QUESTIONS ON THE MATERIAL
**a.** Who are all the people named in the passage about Natascha, counting Natascha herself?
**b.** According to the passage about Natascha, on what date did the Artin family leave Germany for the United States?

PAGE EXTRACT
========================================
Natascha graduated in 1928. She hoped to study architecture at the Bauhaus Dessau, but the family's financial situation made this impossible. She instead studied mathematics at the University of Hamburg, where she also took courses in art history from Aby Warburg and Erwin Panofsky. She graduated from the university in 1930 with a Magister degree.

On August 29, 1929 she married her mathematics professor Emil Artin, who had been teaching in Hamburg since 1923. In 1933, the Artins had a daughter, Karin, and in 1934 a son, Michael.

Because his wife was of Jewish descent, Emil Artin was forced into early retirement from his teaching position under the Nazi Party Law for the Restoration of the Professional Civil Service. On September 27, 1934, Artin already had to sign a declaration that his wife was not "Aryan". The Artin family managed to leave Germany for the United States on October 21, 1937. Since they were prohibited from taking larger sums of money with them, the Artins shipped their entire household, which reflected their modernist sensibilities.
========================================
SOURCE INFORMATION

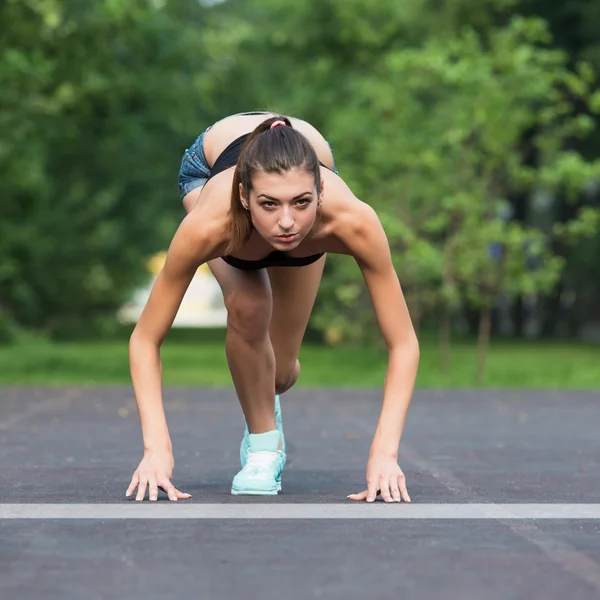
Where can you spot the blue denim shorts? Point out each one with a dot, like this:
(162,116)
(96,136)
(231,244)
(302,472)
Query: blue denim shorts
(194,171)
========================================
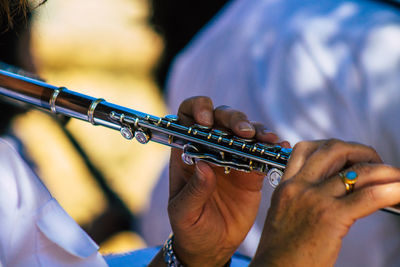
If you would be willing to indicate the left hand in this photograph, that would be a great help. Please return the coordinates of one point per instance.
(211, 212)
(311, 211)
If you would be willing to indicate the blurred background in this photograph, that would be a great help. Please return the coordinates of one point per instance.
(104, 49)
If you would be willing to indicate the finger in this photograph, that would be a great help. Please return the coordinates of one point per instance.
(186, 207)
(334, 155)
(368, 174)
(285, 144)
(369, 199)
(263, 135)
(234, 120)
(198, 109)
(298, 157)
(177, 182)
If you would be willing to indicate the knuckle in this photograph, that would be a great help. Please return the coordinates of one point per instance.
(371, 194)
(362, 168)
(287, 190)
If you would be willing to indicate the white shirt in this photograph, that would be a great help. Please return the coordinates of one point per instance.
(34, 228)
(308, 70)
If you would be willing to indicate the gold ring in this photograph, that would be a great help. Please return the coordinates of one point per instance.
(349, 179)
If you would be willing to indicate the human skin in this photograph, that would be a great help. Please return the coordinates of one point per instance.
========================================
SOLUTIONS TO EACH TASK
**a.** Natascha, Aby Warburg, Erwin Panofsky, Emil Artin, Karin, Michael

**b.** October 21, 1937